## WHAT TO WORK ON
Please retype every record below exactly, leaving the pictures out.

[Dataset entries]

════════════════

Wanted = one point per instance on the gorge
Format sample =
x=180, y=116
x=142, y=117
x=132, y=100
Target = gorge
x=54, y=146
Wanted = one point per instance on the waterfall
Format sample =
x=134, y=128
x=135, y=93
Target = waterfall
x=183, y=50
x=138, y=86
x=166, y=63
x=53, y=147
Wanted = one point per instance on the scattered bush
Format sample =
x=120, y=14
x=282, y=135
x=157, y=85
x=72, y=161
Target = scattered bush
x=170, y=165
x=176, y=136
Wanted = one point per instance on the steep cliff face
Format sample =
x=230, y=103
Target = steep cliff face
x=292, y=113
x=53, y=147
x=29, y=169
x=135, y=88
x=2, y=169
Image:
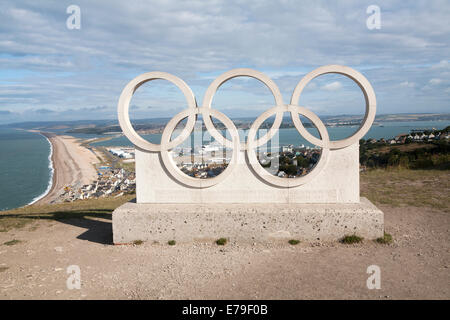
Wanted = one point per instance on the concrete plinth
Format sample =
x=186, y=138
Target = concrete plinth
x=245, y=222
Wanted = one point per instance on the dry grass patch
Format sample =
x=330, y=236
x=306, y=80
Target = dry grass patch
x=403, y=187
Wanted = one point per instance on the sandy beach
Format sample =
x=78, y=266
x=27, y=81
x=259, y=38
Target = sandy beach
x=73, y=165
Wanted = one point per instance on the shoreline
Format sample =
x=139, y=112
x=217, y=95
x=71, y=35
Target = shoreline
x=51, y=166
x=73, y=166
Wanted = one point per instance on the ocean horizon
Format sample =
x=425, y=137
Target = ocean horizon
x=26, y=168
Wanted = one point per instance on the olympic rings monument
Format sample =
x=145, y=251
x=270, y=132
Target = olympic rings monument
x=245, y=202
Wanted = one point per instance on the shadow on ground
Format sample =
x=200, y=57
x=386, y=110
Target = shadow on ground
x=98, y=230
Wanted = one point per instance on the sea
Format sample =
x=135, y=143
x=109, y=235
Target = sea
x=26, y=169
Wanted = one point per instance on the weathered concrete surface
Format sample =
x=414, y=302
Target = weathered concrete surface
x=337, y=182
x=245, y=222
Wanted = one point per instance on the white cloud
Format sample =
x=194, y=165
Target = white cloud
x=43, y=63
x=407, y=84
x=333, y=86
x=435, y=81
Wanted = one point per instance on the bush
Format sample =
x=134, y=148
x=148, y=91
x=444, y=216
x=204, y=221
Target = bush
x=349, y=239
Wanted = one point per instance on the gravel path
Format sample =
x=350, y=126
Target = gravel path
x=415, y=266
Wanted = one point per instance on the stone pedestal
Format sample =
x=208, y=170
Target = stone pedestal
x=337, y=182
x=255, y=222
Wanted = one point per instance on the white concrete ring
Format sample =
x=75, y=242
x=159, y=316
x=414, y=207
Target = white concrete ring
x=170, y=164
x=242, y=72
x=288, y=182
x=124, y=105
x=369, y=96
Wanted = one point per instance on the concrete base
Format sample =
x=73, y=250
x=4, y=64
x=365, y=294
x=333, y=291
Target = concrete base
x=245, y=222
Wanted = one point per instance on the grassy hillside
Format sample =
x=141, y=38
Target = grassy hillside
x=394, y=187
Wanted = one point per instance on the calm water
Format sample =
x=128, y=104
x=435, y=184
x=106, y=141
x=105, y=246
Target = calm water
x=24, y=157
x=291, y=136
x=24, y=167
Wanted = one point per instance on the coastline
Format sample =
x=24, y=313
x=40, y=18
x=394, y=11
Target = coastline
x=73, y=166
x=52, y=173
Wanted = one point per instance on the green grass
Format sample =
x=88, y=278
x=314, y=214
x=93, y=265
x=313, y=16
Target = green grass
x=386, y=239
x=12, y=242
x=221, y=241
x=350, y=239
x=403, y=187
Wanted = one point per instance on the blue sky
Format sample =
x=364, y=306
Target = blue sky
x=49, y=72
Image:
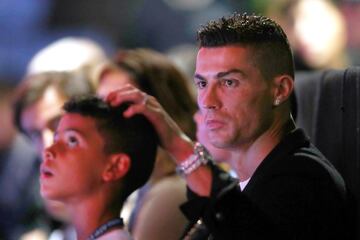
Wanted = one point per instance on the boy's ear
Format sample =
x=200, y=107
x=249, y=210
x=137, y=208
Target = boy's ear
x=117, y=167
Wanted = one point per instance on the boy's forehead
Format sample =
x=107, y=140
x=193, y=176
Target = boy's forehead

════════════════

## EXERCISE OUTPUT
Wanted = one point per instance on the gorge
Format sample =
x=180, y=116
x=142, y=117
x=132, y=100
Target = gorge
x=54, y=146
Wanted = one point per instance on the waterfall
Format sample =
x=134, y=128
x=135, y=93
Target = waterfall
x=183, y=50
x=138, y=86
x=166, y=63
x=53, y=147
Wanted = one point per instance on the scattered bush
Format sample =
x=120, y=14
x=282, y=135
x=157, y=85
x=72, y=161
Target = scattered bush
x=170, y=165
x=176, y=136
Wanted = one point per instance on the steep cliff face
Format sample =
x=230, y=103
Target = steep cliff face
x=292, y=113
x=53, y=147
x=29, y=169
x=135, y=88
x=2, y=169
Image:
Wanted = one point per instance on the concrete plinth
Format sample =
x=186, y=138
Target = concrete plinth
x=245, y=222
Wanted = one point per instance on the dry grass patch
Format sample =
x=330, y=236
x=306, y=80
Target = dry grass patch
x=403, y=187
Wanted = one point per instance on the sandy beach
Format sample =
x=78, y=266
x=27, y=81
x=259, y=38
Target = sandy beach
x=73, y=165
Wanted = one point per instance on the shoreline
Format sample =
x=139, y=112
x=217, y=95
x=71, y=35
Target = shoreline
x=51, y=166
x=73, y=166
Wanted = one point per instance on the ocean horizon
Format sample =
x=425, y=137
Target = ocean horizon
x=26, y=168
Wanted = one point per instance on the olympic rings monument
Format sample =
x=145, y=251
x=270, y=132
Target = olympic rings monument
x=245, y=202
Wanted = one point per instance on the shadow on ground
Format sample =
x=200, y=57
x=386, y=110
Target = shadow on ground
x=98, y=230
Wanted = one point per instance on the sea
Format sample =
x=135, y=143
x=109, y=235
Target = sea
x=26, y=169
Wanted = one point per instance on the weathered concrete surface
Format sample =
x=414, y=302
Target = weathered concrete surface
x=337, y=182
x=245, y=222
Wanted = one point per instance on the white cloud
Format sample =
x=194, y=165
Target = white cloud
x=43, y=63
x=407, y=84
x=333, y=86
x=435, y=81
Wanted = one point per instance on the bush
Format sample =
x=134, y=148
x=148, y=91
x=444, y=216
x=204, y=221
Target = bush
x=349, y=239
Wanted = one point per instance on the gravel path
Format sample =
x=350, y=126
Target = gravel path
x=415, y=266
Wanted = one point per instance on the stone pedestal
Format sample =
x=208, y=170
Target = stone pedestal
x=337, y=182
x=255, y=222
Wanted = one point per instance on the white concrete ring
Format sample =
x=75, y=242
x=159, y=316
x=414, y=207
Target = white concrete ring
x=170, y=164
x=242, y=72
x=288, y=182
x=124, y=105
x=369, y=96
Wanted = one point per instance on the concrete base
Format sample =
x=73, y=250
x=4, y=64
x=365, y=294
x=333, y=291
Target = concrete base
x=245, y=222
Wanted = one point per instance on the grassy hillside
Format sample =
x=141, y=38
Target = grassy hillside
x=394, y=187
Wanted = one point per instance on the calm water
Format sample =
x=128, y=104
x=435, y=184
x=106, y=141
x=105, y=246
Target = calm water
x=24, y=157
x=291, y=136
x=24, y=167
Wanted = one point per instance on the coastline
Format sample =
x=24, y=313
x=40, y=18
x=394, y=11
Target = coastline
x=73, y=166
x=52, y=173
Wanted = one point per instance on the green grass
Format sample =
x=88, y=278
x=314, y=214
x=93, y=265
x=313, y=16
Target = green grass
x=386, y=239
x=12, y=242
x=221, y=241
x=350, y=239
x=403, y=187
Wanted = one point per instance on the blue sky
Format sample =
x=364, y=306
Target = blue sky
x=49, y=72
Image:
Wanted = one point per instance on the boy's ear
Format sample =
x=200, y=107
x=249, y=210
x=137, y=208
Target = boy's ear
x=117, y=167
Wanted = one point per instance on the boy's forehead
Format sample =
x=107, y=140
x=193, y=176
Target = boy's forehead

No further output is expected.